*** Block opens ***

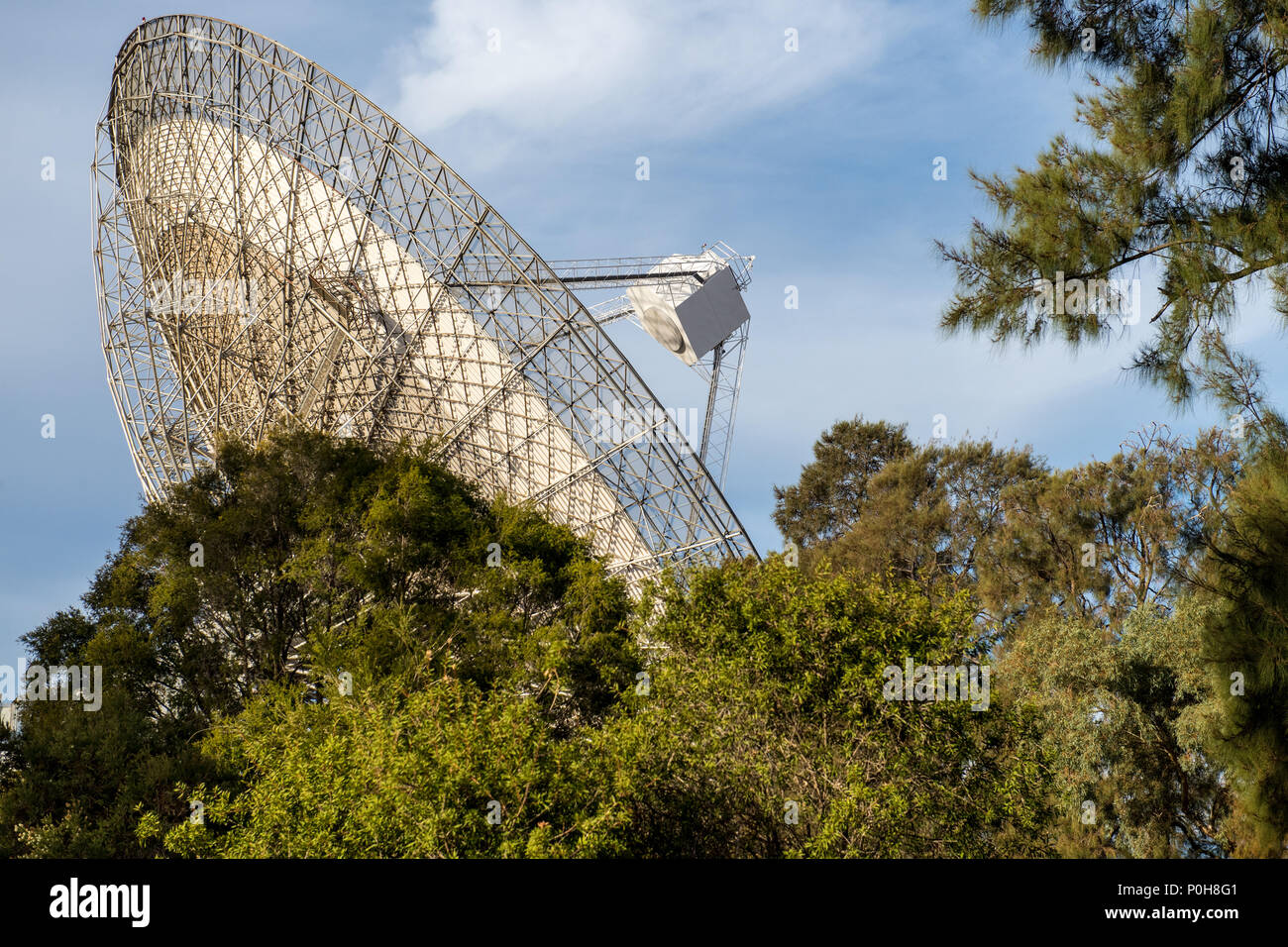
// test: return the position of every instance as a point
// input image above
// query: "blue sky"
(818, 162)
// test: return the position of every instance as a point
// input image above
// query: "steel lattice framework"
(271, 247)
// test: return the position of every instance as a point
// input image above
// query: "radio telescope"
(270, 247)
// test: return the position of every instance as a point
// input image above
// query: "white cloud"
(584, 71)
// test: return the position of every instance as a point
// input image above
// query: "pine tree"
(1189, 172)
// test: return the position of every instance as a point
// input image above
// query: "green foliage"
(1128, 718)
(1188, 172)
(307, 547)
(765, 692)
(1245, 642)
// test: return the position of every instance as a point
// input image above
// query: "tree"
(1127, 716)
(759, 728)
(1189, 172)
(261, 575)
(1245, 639)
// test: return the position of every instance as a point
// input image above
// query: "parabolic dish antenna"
(270, 247)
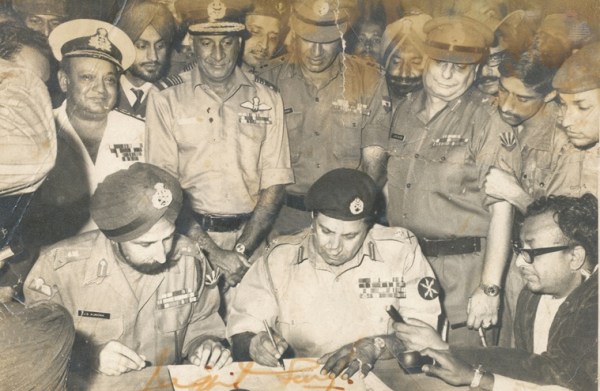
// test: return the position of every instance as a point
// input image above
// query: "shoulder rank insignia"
(508, 140)
(39, 285)
(429, 288)
(262, 81)
(169, 81)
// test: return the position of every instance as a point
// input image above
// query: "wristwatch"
(241, 249)
(479, 372)
(490, 289)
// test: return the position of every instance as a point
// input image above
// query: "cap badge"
(321, 8)
(357, 206)
(216, 10)
(162, 197)
(100, 40)
(508, 140)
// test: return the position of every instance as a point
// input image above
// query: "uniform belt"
(295, 201)
(439, 247)
(221, 223)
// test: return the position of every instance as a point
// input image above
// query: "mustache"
(485, 79)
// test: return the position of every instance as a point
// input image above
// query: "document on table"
(301, 374)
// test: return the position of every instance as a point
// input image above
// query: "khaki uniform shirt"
(551, 165)
(159, 320)
(27, 131)
(224, 151)
(318, 308)
(329, 127)
(437, 167)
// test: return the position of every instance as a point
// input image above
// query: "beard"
(400, 86)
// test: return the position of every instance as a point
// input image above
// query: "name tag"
(93, 314)
(371, 289)
(254, 118)
(127, 152)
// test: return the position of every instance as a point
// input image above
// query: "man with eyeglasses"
(556, 327)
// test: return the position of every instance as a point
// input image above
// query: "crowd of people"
(201, 181)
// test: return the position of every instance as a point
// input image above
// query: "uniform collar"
(239, 78)
(368, 252)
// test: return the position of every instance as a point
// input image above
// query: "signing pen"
(273, 342)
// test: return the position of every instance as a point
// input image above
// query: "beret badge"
(162, 197)
(321, 8)
(216, 10)
(357, 206)
(100, 40)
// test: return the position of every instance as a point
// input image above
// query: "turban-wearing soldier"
(323, 290)
(443, 141)
(137, 291)
(403, 55)
(220, 130)
(578, 85)
(93, 139)
(151, 28)
(42, 15)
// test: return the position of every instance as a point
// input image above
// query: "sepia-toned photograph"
(299, 195)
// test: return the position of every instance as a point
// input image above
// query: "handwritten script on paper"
(301, 374)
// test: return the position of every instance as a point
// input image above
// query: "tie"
(138, 98)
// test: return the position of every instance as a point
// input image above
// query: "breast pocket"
(191, 131)
(347, 136)
(173, 319)
(100, 331)
(294, 123)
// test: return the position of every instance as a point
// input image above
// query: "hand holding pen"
(267, 347)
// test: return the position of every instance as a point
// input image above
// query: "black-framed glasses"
(529, 254)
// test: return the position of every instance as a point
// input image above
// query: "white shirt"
(127, 86)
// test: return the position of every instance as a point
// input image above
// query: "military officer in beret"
(42, 15)
(151, 27)
(443, 141)
(220, 130)
(138, 293)
(337, 108)
(93, 139)
(266, 23)
(324, 290)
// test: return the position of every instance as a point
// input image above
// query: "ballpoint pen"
(273, 342)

*** Block closes ***

- _INSTRUCTIONS FOR THE TASK_:
Although the records include pictures, output only their text, exactly and completely.

- _OUTPUT FOR THIS EXERCISE_:
// test: return the position of every instance as a point
// input image above
// query: "blue sky"
(818, 162)
// test: return the position of every instance as a point
// input image above
// query: "steel lattice framework"
(271, 247)
// test: return the position of every instance as a point
// input image above
// query: "radio telescope"
(270, 247)
// test: return the position of every instance as a point
// input image above
// query: "white cloud"
(584, 71)
// test: return the position of every instance as a point
// input image above
// query: "pine tree"
(1189, 172)
// test: return the position of every instance as a point
// input image above
// query: "green foliage"
(1128, 718)
(1188, 172)
(307, 547)
(765, 692)
(1245, 642)
// test: return the position of every instance as a point
// input image above
// query: "tree"
(1127, 716)
(759, 728)
(1189, 172)
(261, 575)
(1245, 639)
// test: return the position of every instance as a point
// input image above
// query: "parabolic dish antenna"
(270, 247)
// test: return the position of every instance as a point
// input image above
// query: "shoulder rank insignia"
(508, 140)
(39, 285)
(429, 288)
(262, 81)
(169, 81)
// test: return the position of every instance as a point
// input image above
// query: "wristwatch"
(241, 249)
(479, 372)
(490, 289)
// test: return the position of every instance as a point
// input image above
// query: "cap badge"
(321, 8)
(357, 206)
(216, 10)
(162, 197)
(100, 40)
(508, 140)
// test: return the position of every instance as a point
// input image above
// query: "uniform belt"
(295, 201)
(439, 247)
(221, 223)
// test: return the position of every instance as a point
// input image above
// query: "mustache"
(485, 79)
// test: return the position of every instance as a point
// input image above
// query: "document on table"
(301, 374)
// test: return the position of every instance as a point
// input image above
// query: "khaki uniform shirt"
(551, 165)
(159, 320)
(27, 131)
(224, 151)
(318, 308)
(329, 127)
(437, 167)
// test: return the position of every instance as a point
// input image above
// query: "beard"
(400, 86)
// test: return the position of every instance as a point
// input image above
// query: "name tag"
(93, 314)
(371, 289)
(254, 118)
(127, 152)
// test: return the position of every instance as a point
// input image above
// query: "man with eyeglasses"
(556, 327)
// test: return the position of every instance as a point
// input image above
// query: "crowd of people"
(201, 181)
// test: return the position of every instance as a point
// input image above
// query: "uniform collar"
(239, 78)
(368, 252)
// test: return the position of every instance as a point
// input image above
// query: "signing pen"
(273, 342)
// test: return the position of every instance as a point
// input image above
// query: "beret badge"
(162, 197)
(321, 8)
(216, 10)
(357, 206)
(100, 40)
// test: return the position of every instance as a point
// input image above
// query: "turban-wearing soldier"
(323, 290)
(443, 141)
(137, 291)
(403, 55)
(220, 130)
(578, 85)
(93, 139)
(151, 28)
(42, 15)
// test: return the position of every instance as a point
// input image above
// query: "sepia-toned photograph"
(299, 195)
// test: return the position of every instance as a point
// input image above
// query: "handwritten script on paper"
(301, 374)
// test: return the position of every instance as a point
// input image above
// query: "tie"
(138, 98)
// test: return the position of every instance as a point
// input image above
// query: "breast pocket"
(191, 131)
(347, 136)
(173, 319)
(100, 331)
(294, 123)
// test: return the position of every instance as a point
// input image above
// query: "hand holding pen"
(267, 347)
// test: return the position of every instance as a point
// input image above
// query: "black-framed glasses"
(529, 254)
// test: return the position of every instance as a point
// input image above
// query: "white shirt"
(127, 86)
// test: return the position of every instance as a point
// input image above
// query: "military officer in beret"
(42, 15)
(151, 27)
(443, 141)
(220, 130)
(138, 293)
(337, 108)
(93, 139)
(266, 23)
(324, 290)
// test: return the position of every instance as a point
// input image above
// query: "ballpoint pen"
(273, 342)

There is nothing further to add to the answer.